--- GIVEN INSTRUCTION A ---
Answer these about the forum thread on the tool holder, one per line:
(i) How can mastersdlm adjust the cutting depth?
(ii) What are holders of this type called?
(iii) What did the old worker in France make?
--- GIVEN INSTRUCTION B ---
Please lay out the records from the line with "find the dark brown wood" up to and including the line with "(805, 1207)" as a Markdown table with the columns Index and Entry. Number each row and leave out blank lines.

--- PAGE EXCERPT ---
========================

# Practice Posting >  Video that came before the last one

## mastersdlm

This was part 2 of the tool holder build. Technically 2.1  :Smile:

----------


## jimfols

I fast forwarded through the whole thing. Please let me know if I missed anything.

----------


## Okapi

Sorry, but I can't understood the precise use of the tool excepted for the bar in the third video, my english is not good enough and the sound is very loud, you use it to cut in one operation multiple depth, but can you modify those values without grinding the cutting tools ?

----------


## mastersdlm

Yes. I can adjust the depth by loosening the setscrew. This isn’t a precise project. It has no tolerances or really even set specifications. I just need to be able to knock them out as quickly as possible.

----------


## mastersdlm

Will do

----------


## Okapi

Ok, thanks, as a non english natural tongue guy, it was not totally clear for me what was the precise project. ;-)

----------


## Toolmaker51

> Sorry, but I can't understood the precise use of the tool excepted for the bar in the third video, my english is not good enough and the sound is very loud, you use it to cut in one operation multiple depth, but can you modify those values without grinding the cutting tools ?



Holders of this type are called 'gang tools'. By positioning cutters for simultaneous action, this saves spindle time, part handling, and tool post locations. Two main cases are duplicate parts at once, or several features on one; either particular method can increase production. 

Utilized on a single item at a time, some cutters are often form tools.
I'm sure it would take some planning, and an accurate setup, but certainly has been used to step out multiple parts by moving the carriage by same increment as tool spacing. 
There are QCTP holders made for holding multiple bits, though not wide as this shop made version.

If someone needed a larger quantity of parts, this is probably #3 higher method over normal single part, single bit work on engine lathes.
#2 likely installs a QCTP and variety of holders. This saves material handling by tool changing to complete at least one end of an item.
#4 might add turrets to carriage or tailstock.
That's about far as it goes a single spindle manual lathe.

Next could be screw machines like Traub or Brown & Sharps; continually fed barstock, turning and parting off where slides encircle the spindle and cams advance tools in succession. Form tools are utilized largely here.

Next are multiple spindles -Davenport, ACME Gridley, New Britain etc; that have separate toolsets at each spindle. Like screw machines, only suited to large quantity, these spindles are spread over a larger area to run bigger diameters.

All of these exist in the manual realm, each evolved into CNC.
Somewhere in that evolution, the Swiss type was born, which sort of combines all of these operations along with indexed milling and cross drilling. Both the 'carriage' and bar move to create feed. . .

Those brand names are machines as well as patterns - describing arrangement of functions - built by others too.

----------

mastersdlm (Apr 6, 2019),

Okapi (Apr 1, 2019)

----------


## Okapi

Thanks for those explanation Toolmaker, this is a tool we never use or learn to create in toolmaker formation when it exist again, I just see one in use in France by an old worker who makes miniature cannon barrels in bronze years ago, my small experience in making multiples is with turret head or with the Schaublin rotating tool holder out of the normal use of my favorite Tripan system(never made more that 10 similar pieces excepted screws at my workshop… :Headshake: ).

----------

Toolmaker51 (Apr 2, 2019)

----------

========================

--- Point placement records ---

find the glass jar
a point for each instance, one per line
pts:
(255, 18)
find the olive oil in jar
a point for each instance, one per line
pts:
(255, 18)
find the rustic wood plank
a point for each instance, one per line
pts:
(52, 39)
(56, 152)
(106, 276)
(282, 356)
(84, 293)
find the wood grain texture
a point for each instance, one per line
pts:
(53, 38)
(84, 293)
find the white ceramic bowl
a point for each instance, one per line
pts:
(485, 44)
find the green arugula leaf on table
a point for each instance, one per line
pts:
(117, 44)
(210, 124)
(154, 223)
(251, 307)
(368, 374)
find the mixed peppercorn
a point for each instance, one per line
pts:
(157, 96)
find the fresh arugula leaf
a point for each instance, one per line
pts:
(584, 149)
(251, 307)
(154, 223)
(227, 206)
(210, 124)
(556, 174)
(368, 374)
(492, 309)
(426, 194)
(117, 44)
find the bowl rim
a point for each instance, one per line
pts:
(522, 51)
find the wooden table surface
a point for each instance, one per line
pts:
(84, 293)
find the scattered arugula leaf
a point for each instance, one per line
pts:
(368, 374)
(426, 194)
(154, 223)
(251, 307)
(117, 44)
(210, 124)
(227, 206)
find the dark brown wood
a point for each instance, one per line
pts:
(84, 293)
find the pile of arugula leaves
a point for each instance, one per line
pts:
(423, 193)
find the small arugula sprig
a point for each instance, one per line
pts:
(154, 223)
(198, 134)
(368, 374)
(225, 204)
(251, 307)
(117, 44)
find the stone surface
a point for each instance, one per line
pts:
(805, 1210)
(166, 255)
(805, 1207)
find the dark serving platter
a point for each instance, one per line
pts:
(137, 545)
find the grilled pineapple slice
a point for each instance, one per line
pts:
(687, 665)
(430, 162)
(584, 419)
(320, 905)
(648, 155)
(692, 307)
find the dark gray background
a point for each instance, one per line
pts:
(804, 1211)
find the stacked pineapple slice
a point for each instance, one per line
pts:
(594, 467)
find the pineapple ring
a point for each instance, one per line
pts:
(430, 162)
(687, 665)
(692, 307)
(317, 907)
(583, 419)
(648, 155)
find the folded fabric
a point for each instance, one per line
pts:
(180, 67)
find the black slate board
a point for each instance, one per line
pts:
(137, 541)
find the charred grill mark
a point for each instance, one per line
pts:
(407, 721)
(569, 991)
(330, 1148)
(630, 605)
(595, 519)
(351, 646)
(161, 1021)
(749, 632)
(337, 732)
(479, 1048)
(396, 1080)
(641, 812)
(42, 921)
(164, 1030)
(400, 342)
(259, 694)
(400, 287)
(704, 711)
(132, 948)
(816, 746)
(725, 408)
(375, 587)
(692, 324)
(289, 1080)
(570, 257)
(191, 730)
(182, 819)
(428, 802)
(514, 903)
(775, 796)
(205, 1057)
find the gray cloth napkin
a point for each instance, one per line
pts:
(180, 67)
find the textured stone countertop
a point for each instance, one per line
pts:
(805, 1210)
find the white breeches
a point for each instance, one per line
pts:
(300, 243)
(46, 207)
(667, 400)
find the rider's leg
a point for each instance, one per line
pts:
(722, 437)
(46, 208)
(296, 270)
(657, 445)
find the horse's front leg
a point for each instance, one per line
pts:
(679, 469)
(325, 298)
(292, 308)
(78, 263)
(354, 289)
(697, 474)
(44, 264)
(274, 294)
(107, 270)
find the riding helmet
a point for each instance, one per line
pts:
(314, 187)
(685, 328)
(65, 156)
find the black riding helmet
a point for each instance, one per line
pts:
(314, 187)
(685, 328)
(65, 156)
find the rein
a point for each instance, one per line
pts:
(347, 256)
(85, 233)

========================

--- WRITTEN REPLY A ---
(i) By loosening the setscrew.
(ii) Gang tools.
(iii) Miniature cannon barrels in bronze.

--- WRITTEN REPLY B ---
| Index | Entry |
|---|---|
| 1 | find the dark brown wood |
| 2 | a point for each instance, one per line |
| 3 | pts: |
| 4 | (84, 293) |
| 5 | find the pile of arugula leaves |
| 6 | a point for each instance, one per line |
| 7 | pts: |
| 8 | (423, 193) |
| 9 | find the small arugula sprig |
| 10 | a point for each instance, one per line |
| 11 | pts: |
| 12 | (154, 223) |
| 13 | (198, 134) |
| 14 | (368, 374) |
| 15 | (225, 204) |
| 16 | (251, 307) |
| 17 | (117, 44) |
| 18 | find the stone surface |
| 19 | a point for each instance, one per line |
| 20 | pts: |
| 21 | (805, 1210) |
| 22 | (166, 255) |
| 23 | (805, 1207) |